**WHAT YOU NEED TO DO:** Copy out the rows verbatim, beginning at the line that contains "Target: dark sedan in background" and stopping after the line that contains "[[[0,38],[0,86],[15,84],[15,58],[23,49],[12,40]]]", with both of those lines included.

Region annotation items

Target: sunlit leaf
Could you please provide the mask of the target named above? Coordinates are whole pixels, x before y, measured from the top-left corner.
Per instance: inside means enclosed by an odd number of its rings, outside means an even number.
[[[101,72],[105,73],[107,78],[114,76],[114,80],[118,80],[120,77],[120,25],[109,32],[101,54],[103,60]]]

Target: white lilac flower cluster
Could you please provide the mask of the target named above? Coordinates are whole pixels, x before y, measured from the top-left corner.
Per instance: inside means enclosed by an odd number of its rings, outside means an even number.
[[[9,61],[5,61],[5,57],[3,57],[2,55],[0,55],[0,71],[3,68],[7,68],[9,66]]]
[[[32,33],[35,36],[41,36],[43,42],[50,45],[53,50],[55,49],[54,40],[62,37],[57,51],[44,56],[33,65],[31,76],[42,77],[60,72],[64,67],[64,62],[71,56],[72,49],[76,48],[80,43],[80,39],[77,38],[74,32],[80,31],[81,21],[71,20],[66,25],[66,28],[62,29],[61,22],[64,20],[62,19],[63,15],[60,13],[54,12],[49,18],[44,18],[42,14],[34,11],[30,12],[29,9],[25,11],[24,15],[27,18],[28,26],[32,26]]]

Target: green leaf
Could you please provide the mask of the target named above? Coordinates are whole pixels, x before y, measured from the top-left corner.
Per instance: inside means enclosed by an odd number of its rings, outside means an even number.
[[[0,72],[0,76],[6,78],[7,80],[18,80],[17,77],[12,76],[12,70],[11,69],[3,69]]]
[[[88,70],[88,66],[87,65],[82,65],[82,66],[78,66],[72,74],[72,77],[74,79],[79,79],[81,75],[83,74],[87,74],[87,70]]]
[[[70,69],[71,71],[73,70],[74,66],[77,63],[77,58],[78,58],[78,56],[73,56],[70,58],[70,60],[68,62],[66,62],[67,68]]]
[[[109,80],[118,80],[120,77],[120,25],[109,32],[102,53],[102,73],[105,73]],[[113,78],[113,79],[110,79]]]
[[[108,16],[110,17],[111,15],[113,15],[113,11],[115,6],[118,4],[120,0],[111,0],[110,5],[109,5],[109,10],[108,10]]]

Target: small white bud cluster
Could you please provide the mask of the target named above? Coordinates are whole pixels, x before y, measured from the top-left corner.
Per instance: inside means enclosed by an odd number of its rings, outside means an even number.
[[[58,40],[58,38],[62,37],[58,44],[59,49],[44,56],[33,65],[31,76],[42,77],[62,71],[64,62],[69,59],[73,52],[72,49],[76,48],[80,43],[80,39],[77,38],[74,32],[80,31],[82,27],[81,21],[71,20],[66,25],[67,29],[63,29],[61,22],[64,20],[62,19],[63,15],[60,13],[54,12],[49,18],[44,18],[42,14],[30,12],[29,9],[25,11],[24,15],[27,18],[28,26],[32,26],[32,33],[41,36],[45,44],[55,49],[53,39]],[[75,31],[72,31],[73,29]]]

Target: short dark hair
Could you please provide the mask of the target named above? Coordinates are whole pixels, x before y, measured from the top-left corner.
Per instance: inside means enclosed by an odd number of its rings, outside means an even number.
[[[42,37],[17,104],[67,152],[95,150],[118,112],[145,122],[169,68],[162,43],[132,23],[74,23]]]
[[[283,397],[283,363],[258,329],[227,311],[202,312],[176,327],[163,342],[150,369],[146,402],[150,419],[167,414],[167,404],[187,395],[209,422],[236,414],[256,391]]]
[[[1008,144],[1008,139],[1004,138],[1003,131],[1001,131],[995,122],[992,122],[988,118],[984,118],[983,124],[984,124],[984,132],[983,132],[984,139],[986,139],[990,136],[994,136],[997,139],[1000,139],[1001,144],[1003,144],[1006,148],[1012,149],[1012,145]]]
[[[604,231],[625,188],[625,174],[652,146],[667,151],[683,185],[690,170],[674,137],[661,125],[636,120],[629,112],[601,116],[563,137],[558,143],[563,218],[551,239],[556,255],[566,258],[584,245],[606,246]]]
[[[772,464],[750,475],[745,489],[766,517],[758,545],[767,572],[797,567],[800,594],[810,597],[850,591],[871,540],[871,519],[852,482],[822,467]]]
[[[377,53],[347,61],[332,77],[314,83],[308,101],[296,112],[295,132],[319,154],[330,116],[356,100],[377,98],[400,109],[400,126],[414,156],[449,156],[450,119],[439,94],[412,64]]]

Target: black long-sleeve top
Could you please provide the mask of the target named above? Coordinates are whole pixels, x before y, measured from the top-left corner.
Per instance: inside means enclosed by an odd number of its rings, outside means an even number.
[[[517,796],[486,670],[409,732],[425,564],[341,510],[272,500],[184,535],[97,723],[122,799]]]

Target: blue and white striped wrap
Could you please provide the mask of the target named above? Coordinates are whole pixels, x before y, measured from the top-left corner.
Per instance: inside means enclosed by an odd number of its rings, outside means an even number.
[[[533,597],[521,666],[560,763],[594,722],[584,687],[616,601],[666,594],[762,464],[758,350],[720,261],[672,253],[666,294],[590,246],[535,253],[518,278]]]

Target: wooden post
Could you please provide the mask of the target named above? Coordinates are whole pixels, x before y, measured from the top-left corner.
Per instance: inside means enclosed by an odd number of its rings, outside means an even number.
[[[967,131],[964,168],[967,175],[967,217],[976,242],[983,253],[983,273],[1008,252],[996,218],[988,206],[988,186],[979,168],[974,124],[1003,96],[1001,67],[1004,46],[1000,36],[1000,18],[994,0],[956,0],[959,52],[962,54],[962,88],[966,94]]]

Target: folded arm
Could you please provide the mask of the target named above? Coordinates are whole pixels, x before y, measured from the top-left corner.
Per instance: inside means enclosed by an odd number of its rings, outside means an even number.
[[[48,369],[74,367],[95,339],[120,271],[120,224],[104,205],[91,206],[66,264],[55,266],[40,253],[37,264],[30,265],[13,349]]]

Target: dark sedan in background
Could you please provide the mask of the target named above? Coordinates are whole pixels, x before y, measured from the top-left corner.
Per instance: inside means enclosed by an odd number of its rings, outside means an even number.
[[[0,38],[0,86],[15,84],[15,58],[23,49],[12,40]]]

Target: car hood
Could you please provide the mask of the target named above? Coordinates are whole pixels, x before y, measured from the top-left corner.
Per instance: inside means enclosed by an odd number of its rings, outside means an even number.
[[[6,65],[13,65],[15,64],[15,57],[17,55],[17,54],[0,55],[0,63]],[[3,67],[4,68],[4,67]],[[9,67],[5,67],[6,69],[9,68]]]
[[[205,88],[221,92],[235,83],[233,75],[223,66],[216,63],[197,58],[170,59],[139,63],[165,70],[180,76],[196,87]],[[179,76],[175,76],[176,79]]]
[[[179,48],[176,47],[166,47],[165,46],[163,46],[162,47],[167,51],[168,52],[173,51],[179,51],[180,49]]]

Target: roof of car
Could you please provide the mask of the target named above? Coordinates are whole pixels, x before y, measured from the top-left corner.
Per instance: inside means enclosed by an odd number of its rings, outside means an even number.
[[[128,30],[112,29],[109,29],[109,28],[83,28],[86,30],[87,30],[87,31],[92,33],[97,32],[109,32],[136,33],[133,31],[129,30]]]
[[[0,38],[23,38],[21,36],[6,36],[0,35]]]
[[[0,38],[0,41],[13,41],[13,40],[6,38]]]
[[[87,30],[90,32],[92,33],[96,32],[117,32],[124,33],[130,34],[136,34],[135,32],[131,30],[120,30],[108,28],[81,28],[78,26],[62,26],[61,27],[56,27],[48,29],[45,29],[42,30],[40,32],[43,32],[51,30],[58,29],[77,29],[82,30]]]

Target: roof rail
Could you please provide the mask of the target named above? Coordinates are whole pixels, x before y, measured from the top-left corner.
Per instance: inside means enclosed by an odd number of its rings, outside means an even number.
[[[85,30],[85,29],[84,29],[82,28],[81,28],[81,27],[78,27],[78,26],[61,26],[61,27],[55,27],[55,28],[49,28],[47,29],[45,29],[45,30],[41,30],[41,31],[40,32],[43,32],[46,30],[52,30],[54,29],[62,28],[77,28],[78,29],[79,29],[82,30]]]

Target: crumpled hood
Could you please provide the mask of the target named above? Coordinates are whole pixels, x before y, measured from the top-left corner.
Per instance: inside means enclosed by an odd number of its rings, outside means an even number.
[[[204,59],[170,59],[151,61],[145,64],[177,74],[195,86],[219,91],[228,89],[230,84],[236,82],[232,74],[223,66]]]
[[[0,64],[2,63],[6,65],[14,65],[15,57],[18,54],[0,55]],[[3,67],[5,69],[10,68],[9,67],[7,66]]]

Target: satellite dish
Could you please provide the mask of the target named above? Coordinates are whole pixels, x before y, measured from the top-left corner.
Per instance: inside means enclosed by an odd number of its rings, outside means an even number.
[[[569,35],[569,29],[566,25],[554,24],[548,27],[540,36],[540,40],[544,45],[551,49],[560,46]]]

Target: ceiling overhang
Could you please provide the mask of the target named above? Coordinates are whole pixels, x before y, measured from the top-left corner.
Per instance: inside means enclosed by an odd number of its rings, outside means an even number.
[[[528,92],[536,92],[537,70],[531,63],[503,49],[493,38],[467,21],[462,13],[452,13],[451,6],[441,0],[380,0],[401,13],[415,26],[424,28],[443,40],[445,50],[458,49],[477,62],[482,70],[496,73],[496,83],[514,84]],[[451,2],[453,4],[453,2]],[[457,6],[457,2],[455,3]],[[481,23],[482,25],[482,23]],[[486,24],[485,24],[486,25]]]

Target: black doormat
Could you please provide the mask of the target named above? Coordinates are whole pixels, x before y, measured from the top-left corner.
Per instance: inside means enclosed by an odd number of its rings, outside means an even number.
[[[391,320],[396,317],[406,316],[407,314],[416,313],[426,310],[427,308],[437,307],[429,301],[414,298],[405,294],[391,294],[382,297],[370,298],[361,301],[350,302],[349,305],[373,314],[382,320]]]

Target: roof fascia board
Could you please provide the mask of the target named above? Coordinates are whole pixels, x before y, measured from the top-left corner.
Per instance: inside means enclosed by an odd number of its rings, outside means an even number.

**CORRECT RESULT:**
Target: dark sedan in background
Could you please provide the mask of the target named above? Coordinates are whole pixels, x before y, measured from the top-left corner.
Per instance: inside means enclosed by an odd number of its rings, outside means an even number.
[[[0,38],[0,86],[15,84],[15,58],[23,49],[12,40]]]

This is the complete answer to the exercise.